*Zu erledigende Aufgaben:*
**1.** Schreiben Sie aus dem Forenbeitrag über die Überhitzung den Abschnitt ab, der mit „Eine preiswerte Alternative“ beginnt und sich bis einschließlich „wirklich behoben wird.“ erstreckt.
**2.** Geben Sie aus den Datensätzen nur die Zeilen wieder, die mit der Zeile mit „[segment] frosted foliage“ beginnen und bis einschließlich der Zeile mit „43], [53, 36]]“ reichen. Setzen Sie dabei „nonzero“ an die Stelle von „even-odd“ und lassen Sie alles andere unverändert.

*Quellauszug:*
"""

Ja ich werde versuchen richtig die Kühlkörper rauszunehmen und da mal reinzuschauen. Wollte nix kaputt machen, bin da nicht zu schlau in Sachen Computerteilen.
Wären denn 95~ °C bei voller Auslastung aktzeptabel? Denn das würd glaube ich zu schaffen sein :S

Edit: Könnt irh da nen Lüfter vorschlagen? Sollte ja schon ziehmliches Gerät sein, immerhin der Ventilator den ich drann hab ist riesengroß und kriegt die graka grad so runtergekühlt. Oder wäre eine bessere Alternative vielleicht sogar eine neue Graka mit 2 Kühlern?


----------



## Dr Bakterius (21. Juli 2012)

*AW: Überhitzung - Fehlerquelle?*

Eine preiswerte Alternative wäre ein günstiges ATX Gehäuse wie ein Xigmatek Asgard / Coolermaster Elite / Zalman Z9


----------



## Slackton (21. Juli 2012)

*AW: Überhitzung - Fehlerquelle?*

Und du meinst nen neues Gehäuse mit bereits eingebauten Zusatzlüftern reicht aus das alles wieder glatt läuft ja? ^^
Klingt nur bisschen wenig, wir reden ja von fast 40 Grad die wir runter müssen.
Abgesehen davon wär es mir auch das Geld wert wenn es besser wäre direkt eine neue Graka zu kaufen, falls das Problem damit wirklich behoben wird.


----------

"""

*Datenteil:*
"""

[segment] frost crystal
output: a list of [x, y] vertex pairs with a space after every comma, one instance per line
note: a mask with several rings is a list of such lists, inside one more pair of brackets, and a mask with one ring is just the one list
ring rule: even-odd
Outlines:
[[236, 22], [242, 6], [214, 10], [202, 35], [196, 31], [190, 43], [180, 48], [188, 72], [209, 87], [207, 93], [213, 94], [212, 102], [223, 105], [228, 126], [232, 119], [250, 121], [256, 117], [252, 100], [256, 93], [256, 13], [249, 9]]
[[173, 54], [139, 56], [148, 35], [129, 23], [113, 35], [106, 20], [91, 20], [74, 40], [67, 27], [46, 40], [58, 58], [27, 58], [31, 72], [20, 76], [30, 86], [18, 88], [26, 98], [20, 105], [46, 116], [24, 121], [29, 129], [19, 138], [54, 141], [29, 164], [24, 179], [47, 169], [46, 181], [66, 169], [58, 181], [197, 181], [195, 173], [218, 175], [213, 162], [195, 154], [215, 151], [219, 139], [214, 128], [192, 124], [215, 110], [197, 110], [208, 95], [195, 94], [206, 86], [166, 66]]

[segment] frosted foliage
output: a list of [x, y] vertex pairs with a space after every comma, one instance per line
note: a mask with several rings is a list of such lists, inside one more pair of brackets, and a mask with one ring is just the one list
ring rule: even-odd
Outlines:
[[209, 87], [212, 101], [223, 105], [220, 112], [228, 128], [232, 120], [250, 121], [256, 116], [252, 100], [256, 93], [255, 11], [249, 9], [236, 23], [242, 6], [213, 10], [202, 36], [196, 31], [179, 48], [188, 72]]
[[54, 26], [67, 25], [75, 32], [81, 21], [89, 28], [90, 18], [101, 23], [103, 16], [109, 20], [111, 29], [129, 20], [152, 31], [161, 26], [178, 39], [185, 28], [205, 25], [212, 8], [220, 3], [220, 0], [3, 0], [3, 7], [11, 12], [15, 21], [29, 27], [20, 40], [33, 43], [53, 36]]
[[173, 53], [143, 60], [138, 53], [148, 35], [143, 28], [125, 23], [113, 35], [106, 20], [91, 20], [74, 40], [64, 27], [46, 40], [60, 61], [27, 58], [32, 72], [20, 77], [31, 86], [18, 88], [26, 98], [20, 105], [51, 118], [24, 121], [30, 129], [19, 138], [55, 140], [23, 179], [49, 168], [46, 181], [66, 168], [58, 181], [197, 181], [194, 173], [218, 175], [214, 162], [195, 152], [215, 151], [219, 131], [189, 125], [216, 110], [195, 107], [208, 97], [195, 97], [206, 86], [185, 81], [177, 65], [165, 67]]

"""
"""

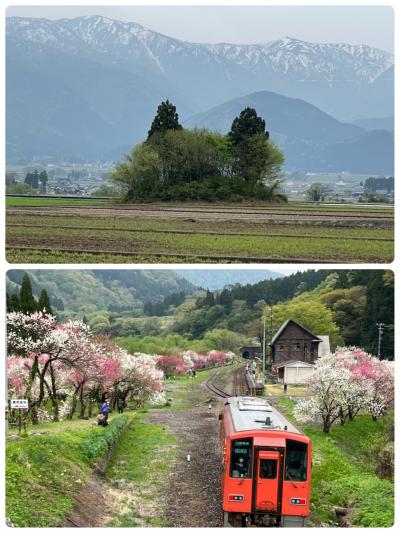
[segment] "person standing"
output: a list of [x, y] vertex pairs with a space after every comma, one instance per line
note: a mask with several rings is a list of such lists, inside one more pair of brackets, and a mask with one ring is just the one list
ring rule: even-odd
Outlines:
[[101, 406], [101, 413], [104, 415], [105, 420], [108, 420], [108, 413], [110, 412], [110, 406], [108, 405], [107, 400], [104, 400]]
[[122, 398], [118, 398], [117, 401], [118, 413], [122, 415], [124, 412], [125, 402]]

"""

*Ergebnisse je Aufgabe:*
**1.**
Eine preiswerte Alternative wäre ein günstiges ATX Gehäuse wie ein Xigmatek Asgard / Coolermaster Elite / Zalman Z9


----------



## Slackton (21. Juli 2012)

*AW: Überhitzung - Fehlerquelle?*

Und du meinst nen neues Gehäuse mit bereits eingebauten Zusatzlüftern reicht aus das alles wieder glatt läuft ja? ^^
Klingt nur bisschen wenig, wir reden ja von fast 40 Grad die wir runter müssen.
Abgesehen davon wär es mir auch das Geld wert wenn es besser wäre direkt eine neue Graka zu kaufen, falls das Problem damit wirklich behoben wird.

**2.**
[segment] frosted foliage
output: a list of [x, y] vertex pairs with a space after every comma, one instance per line
note: a mask with several rings is a list of such lists, inside one more pair of brackets, and a mask with one ring is just the one list
ring rule: nonzero
Outlines:
[[209, 87], [212, 101], [223, 105], [220, 112], [228, 128], [232, 120], [250, 121], [256, 116], [252, 100], [256, 93], [255, 11], [249, 9], [236, 23], [242, 6], [213, 10], [202, 36], [196, 31], [179, 48], [188, 72]]
[[54, 26], [67, 25], [75, 32], [81, 21], [89, 28], [90, 18], [101, 23], [103, 16], [109, 20], [111, 29], [129, 20], [152, 31], [161, 26], [178, 39], [185, 28], [205, 25], [212, 8], [220, 3], [220, 0], [3, 0], [3, 7], [11, 12], [15, 21], [29, 27], [20, 40], [33, 43], [53, 36]]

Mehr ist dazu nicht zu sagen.